Written task:
How many lines in the records contain the word "white"? Reply with the number alone.
** Start of Data supplied **
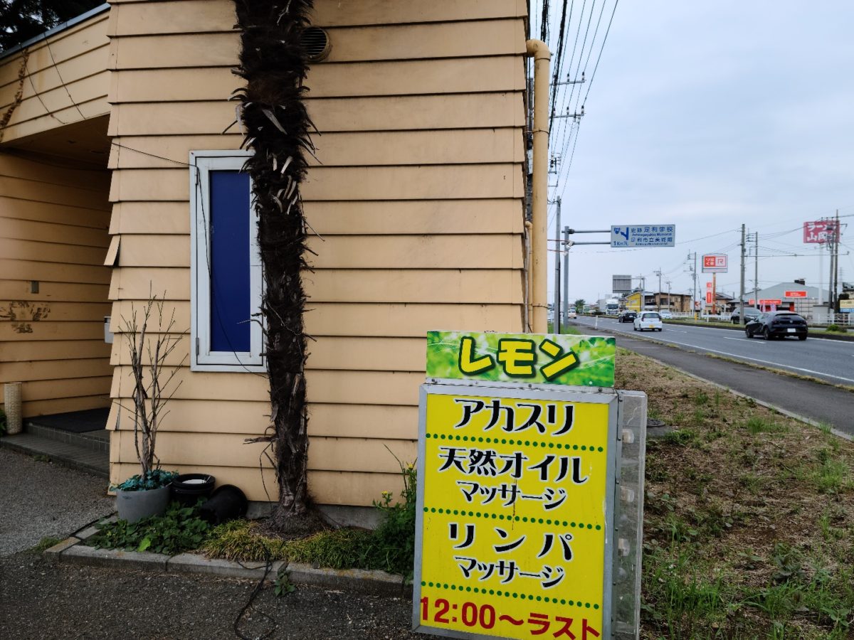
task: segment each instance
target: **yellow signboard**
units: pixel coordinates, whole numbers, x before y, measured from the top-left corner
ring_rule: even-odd
[[[422,393],[416,628],[603,636],[616,396]]]

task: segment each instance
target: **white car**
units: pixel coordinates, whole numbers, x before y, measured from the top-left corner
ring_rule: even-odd
[[[635,318],[635,330],[644,331],[661,331],[661,316],[658,311],[640,311]]]

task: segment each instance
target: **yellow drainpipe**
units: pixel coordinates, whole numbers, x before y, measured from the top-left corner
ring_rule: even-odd
[[[525,53],[534,57],[534,166],[531,185],[530,260],[528,276],[529,323],[531,331],[544,334],[547,281],[546,236],[548,204],[548,83],[552,53],[541,40],[528,40]]]

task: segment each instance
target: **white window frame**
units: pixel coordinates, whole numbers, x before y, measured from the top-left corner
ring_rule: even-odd
[[[214,352],[210,348],[210,273],[208,268],[210,251],[210,178],[212,171],[239,171],[247,151],[191,151],[190,153],[190,369],[191,371],[229,371],[238,373],[266,371],[263,355],[263,317],[253,317],[249,332],[249,352]],[[249,290],[255,313],[260,313],[263,294],[263,274],[258,247],[258,212],[250,206]],[[257,320],[258,322],[254,322]]]

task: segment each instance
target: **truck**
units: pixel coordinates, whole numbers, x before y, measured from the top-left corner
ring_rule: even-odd
[[[617,316],[620,312],[620,301],[617,298],[600,298],[596,304],[600,313],[607,316]]]

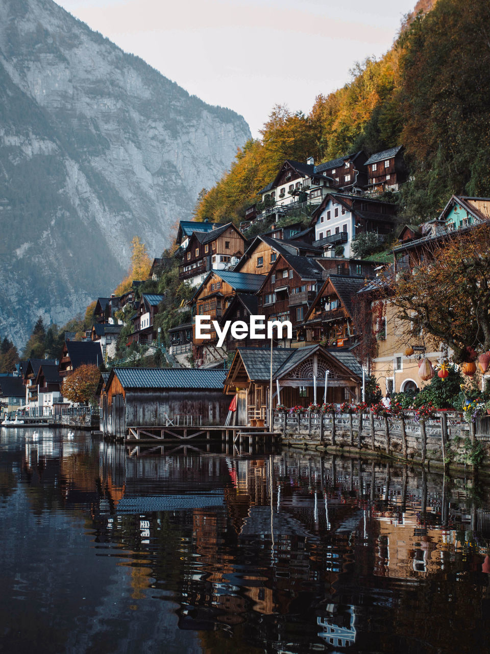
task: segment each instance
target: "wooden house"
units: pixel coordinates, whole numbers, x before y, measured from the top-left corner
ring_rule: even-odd
[[[266,320],[290,320],[293,337],[308,307],[316,297],[323,270],[316,259],[282,254],[257,293],[259,313]]]
[[[303,323],[308,342],[347,347],[358,341],[353,322],[355,294],[363,277],[330,275],[306,311]]]
[[[42,365],[57,366],[57,359],[29,359],[24,373],[23,383],[25,388],[25,405],[37,407],[39,404],[36,378]]]
[[[408,175],[404,151],[403,146],[398,145],[371,155],[365,164],[368,191],[382,193],[399,190],[400,184],[406,181]]]
[[[237,350],[225,381],[225,392],[237,396],[237,424],[246,424],[251,418],[267,419],[270,361],[267,347]],[[327,402],[360,399],[362,368],[350,352],[332,351],[319,345],[274,348],[272,364],[272,408],[280,403],[307,407],[315,399],[315,388],[317,402],[321,404],[326,376]]]
[[[267,275],[279,254],[321,256],[323,249],[310,243],[261,235],[256,236],[234,268],[235,273]]]
[[[254,294],[262,285],[263,275],[213,271],[196,291],[191,301],[195,304],[196,315],[209,316],[211,320],[219,321],[237,293]],[[193,329],[195,345],[214,345],[218,341],[216,332],[211,330],[209,339],[198,339]]]
[[[103,361],[100,341],[65,341],[59,360],[59,376],[64,379],[84,364],[98,366]]]
[[[199,368],[112,368],[101,396],[101,428],[124,436],[129,426],[165,426],[166,415],[223,424],[229,398],[226,371]]]
[[[351,256],[351,246],[356,234],[375,232],[389,234],[393,230],[397,207],[369,198],[329,193],[312,214],[315,228],[313,245],[327,251],[342,246],[344,256]]]
[[[233,222],[208,232],[193,232],[183,254],[179,279],[199,286],[210,270],[234,266],[243,254],[246,239]]]
[[[20,377],[0,375],[0,406],[2,413],[17,411],[24,404],[25,388]]]
[[[53,405],[61,402],[61,384],[57,362],[50,364],[43,361],[33,385],[37,388],[37,406],[40,413],[50,413]]]
[[[143,293],[140,300],[136,314],[131,320],[134,331],[128,337],[128,344],[131,343],[151,343],[157,337],[154,327],[155,316],[158,313],[164,295]]]
[[[316,169],[318,173],[325,173],[332,179],[332,186],[344,192],[360,192],[367,184],[367,159],[366,153],[361,150],[325,162]]]

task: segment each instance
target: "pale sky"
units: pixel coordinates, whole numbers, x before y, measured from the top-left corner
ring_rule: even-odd
[[[416,0],[57,0],[189,93],[241,114],[309,112],[393,43]]]

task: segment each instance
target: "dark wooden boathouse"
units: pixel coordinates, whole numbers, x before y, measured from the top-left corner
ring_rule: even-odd
[[[230,404],[223,370],[112,368],[101,395],[101,430],[123,437],[128,427],[224,424]]]

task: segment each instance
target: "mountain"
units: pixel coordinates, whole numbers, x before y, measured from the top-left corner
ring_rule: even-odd
[[[0,0],[0,336],[106,296],[133,236],[159,256],[250,137],[51,0]]]

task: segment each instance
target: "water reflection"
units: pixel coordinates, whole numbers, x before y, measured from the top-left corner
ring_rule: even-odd
[[[6,651],[489,651],[482,483],[59,430],[0,454]]]

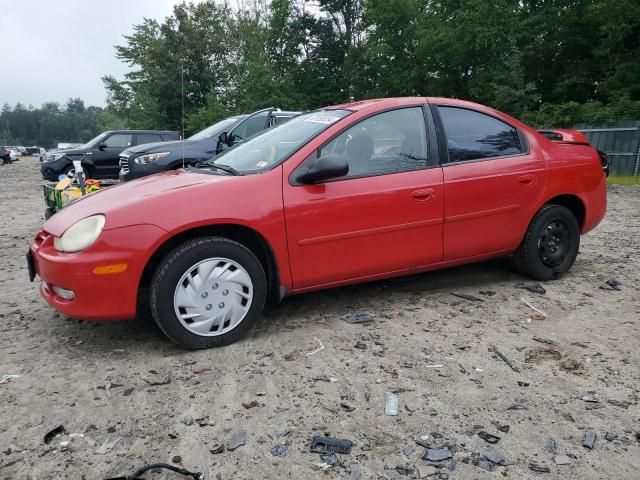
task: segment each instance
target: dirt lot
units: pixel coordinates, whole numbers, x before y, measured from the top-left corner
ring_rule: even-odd
[[[0,167],[0,379],[19,375],[0,384],[1,479],[104,479],[158,461],[207,479],[640,475],[640,188],[610,189],[607,218],[546,294],[495,261],[288,298],[244,341],[186,352],[152,321],[79,322],[40,300],[24,259],[39,184],[35,159]],[[602,288],[610,279],[619,290]],[[547,317],[528,320],[521,298]],[[242,431],[245,445],[211,453]],[[308,448],[323,434],[354,443],[324,472]],[[453,456],[423,460],[416,440]],[[491,451],[508,465],[483,460]]]

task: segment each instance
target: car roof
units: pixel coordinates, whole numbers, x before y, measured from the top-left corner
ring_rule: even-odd
[[[107,130],[103,133],[178,133],[177,130]]]
[[[341,103],[339,105],[331,105],[328,109],[345,109],[345,110],[365,110],[368,108],[393,108],[404,105],[415,105],[416,103],[435,103],[439,105],[451,105],[458,107],[472,107],[475,109],[487,109],[485,105],[479,103],[468,102],[466,100],[458,100],[456,98],[444,97],[391,97],[391,98],[371,98],[367,100],[359,100],[357,102]]]

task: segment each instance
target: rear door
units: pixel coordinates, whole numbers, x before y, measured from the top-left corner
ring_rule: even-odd
[[[295,289],[407,271],[442,259],[444,186],[422,106],[377,113],[339,133],[318,156],[347,157],[349,173],[283,185]],[[434,135],[431,140],[435,140]],[[433,146],[433,145],[431,145]]]
[[[93,176],[96,178],[118,178],[119,155],[133,146],[132,133],[112,133],[93,149]]]
[[[446,151],[444,260],[515,249],[543,192],[546,164],[504,119],[432,107]]]

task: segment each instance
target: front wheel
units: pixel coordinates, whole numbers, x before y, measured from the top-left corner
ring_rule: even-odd
[[[267,280],[260,261],[245,246],[201,237],[162,260],[149,293],[160,329],[175,343],[196,350],[242,338],[260,317]]]
[[[514,261],[536,280],[551,280],[569,271],[578,255],[580,228],[561,205],[545,205],[533,217]]]

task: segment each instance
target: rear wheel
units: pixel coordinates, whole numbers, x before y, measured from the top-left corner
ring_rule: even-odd
[[[579,247],[580,228],[573,213],[561,205],[545,205],[529,224],[514,261],[536,280],[551,280],[569,271]]]
[[[151,313],[175,343],[202,349],[228,345],[256,323],[267,280],[256,256],[221,237],[189,240],[169,253],[151,282]]]

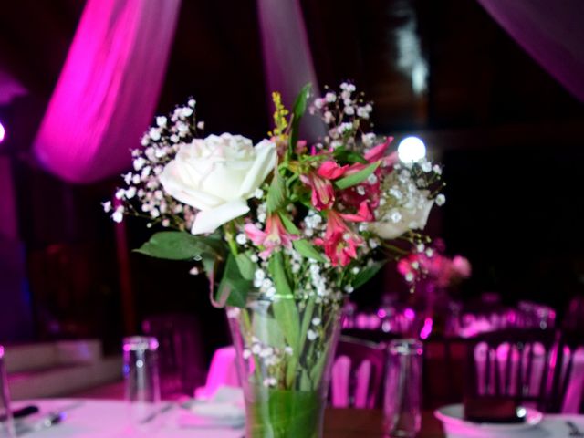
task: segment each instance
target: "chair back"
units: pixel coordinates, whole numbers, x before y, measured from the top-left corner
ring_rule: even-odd
[[[584,413],[584,332],[564,330],[556,351],[548,412]]]
[[[545,410],[555,342],[553,330],[512,328],[477,335],[467,351],[464,395],[513,399]]]
[[[385,358],[384,344],[341,336],[332,368],[331,404],[338,408],[377,407]]]
[[[194,317],[183,314],[151,316],[142,330],[159,342],[159,367],[162,396],[186,394],[204,383],[206,371],[203,344]]]

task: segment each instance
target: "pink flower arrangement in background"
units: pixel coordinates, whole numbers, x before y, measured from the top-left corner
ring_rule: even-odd
[[[472,266],[466,257],[454,256],[450,258],[442,254],[442,242],[436,247],[419,245],[418,251],[398,262],[398,272],[410,284],[421,279],[433,282],[438,287],[449,287],[469,278]]]

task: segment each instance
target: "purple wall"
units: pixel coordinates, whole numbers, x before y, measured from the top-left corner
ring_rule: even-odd
[[[10,160],[0,157],[0,342],[32,339],[25,252],[18,240]]]

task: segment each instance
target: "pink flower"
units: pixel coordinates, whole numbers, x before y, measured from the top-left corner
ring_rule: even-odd
[[[335,203],[335,189],[330,180],[343,175],[349,166],[339,166],[328,160],[320,164],[316,172],[300,175],[300,180],[312,189],[312,205],[318,210],[331,208]]]
[[[368,201],[361,201],[356,214],[340,214],[340,216],[346,221],[350,222],[371,222],[375,220],[375,215]]]
[[[314,242],[323,246],[333,266],[346,266],[351,258],[357,257],[357,247],[363,244],[363,239],[347,225],[340,214],[330,210],[328,212],[325,238],[318,238]]]
[[[468,278],[471,276],[472,267],[466,257],[462,256],[454,256],[453,258],[453,271],[461,278]]]
[[[259,253],[259,256],[264,260],[267,259],[275,249],[285,246],[292,247],[292,241],[299,237],[290,235],[286,231],[280,216],[272,214],[266,222],[266,231],[262,231],[253,224],[247,224],[245,227],[245,234],[256,246],[263,246],[264,251]]]

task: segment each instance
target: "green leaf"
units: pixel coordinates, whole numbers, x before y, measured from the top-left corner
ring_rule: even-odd
[[[286,228],[286,231],[293,235],[300,234],[300,230],[298,230],[298,228],[294,224],[294,223],[290,220],[290,218],[287,214],[280,213],[279,215],[280,215],[280,219],[282,220],[282,224],[284,225],[284,228]]]
[[[268,269],[279,296],[275,297],[273,305],[274,316],[278,324],[280,324],[282,332],[288,344],[296,351],[298,345],[297,339],[300,328],[300,317],[298,315],[298,309],[296,307],[290,284],[286,275],[286,270],[284,269],[284,259],[281,251],[272,254],[268,262]]]
[[[203,268],[204,269],[204,273],[207,275],[207,278],[209,278],[209,285],[211,287],[214,287],[216,261],[217,259],[214,256],[208,253],[203,254]]]
[[[357,185],[362,181],[365,181],[369,175],[373,173],[375,170],[380,166],[381,162],[375,162],[365,169],[359,171],[357,173],[353,173],[352,175],[346,176],[345,178],[341,178],[340,180],[337,180],[335,182],[335,185],[339,189],[347,189],[348,187],[351,187],[353,185]]]
[[[312,84],[307,84],[302,87],[302,89],[298,93],[294,101],[294,107],[292,107],[292,126],[290,127],[290,140],[288,143],[288,156],[292,155],[296,143],[298,141],[298,129],[300,127],[300,120],[307,110],[307,100],[308,99],[308,93]]]
[[[221,283],[215,293],[215,301],[218,303],[218,306],[223,307],[227,305],[245,308],[247,293],[252,287],[252,281],[243,277],[237,266],[235,256],[230,254],[225,263]]]
[[[306,258],[312,258],[320,263],[325,263],[327,261],[325,257],[317,251],[314,245],[306,239],[295,240],[292,242],[292,245],[294,245],[294,249],[300,253],[300,256]]]
[[[385,261],[374,262],[370,266],[367,266],[364,269],[361,269],[359,274],[355,276],[353,280],[353,284],[351,285],[354,288],[360,287],[369,280],[370,280],[375,274],[377,274],[381,267],[385,265]]]
[[[224,253],[224,244],[213,237],[193,235],[184,231],[162,231],[154,234],[134,251],[168,260],[191,260],[202,257],[203,254],[221,258]]]
[[[274,213],[280,208],[286,201],[286,184],[284,180],[278,174],[277,171],[274,172],[274,178],[272,178],[272,183],[267,191],[267,199],[266,201],[266,206],[267,213]]]
[[[246,280],[253,280],[254,274],[256,274],[256,270],[257,269],[257,264],[252,262],[249,255],[247,253],[238,254],[235,256],[235,262],[237,263],[241,276]]]
[[[343,146],[335,149],[335,151],[332,153],[335,161],[339,163],[349,163],[353,164],[355,162],[360,162],[361,164],[367,164],[369,162],[365,160],[360,153],[355,152],[353,151],[349,151]]]
[[[255,311],[252,325],[252,332],[262,343],[284,349],[286,347],[284,333],[276,319],[261,311]]]

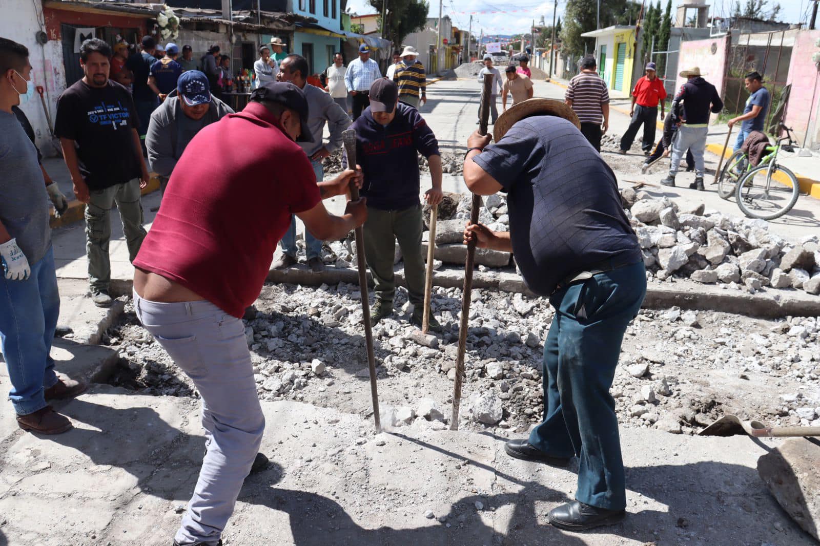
** End of Data supplied **
Response:
2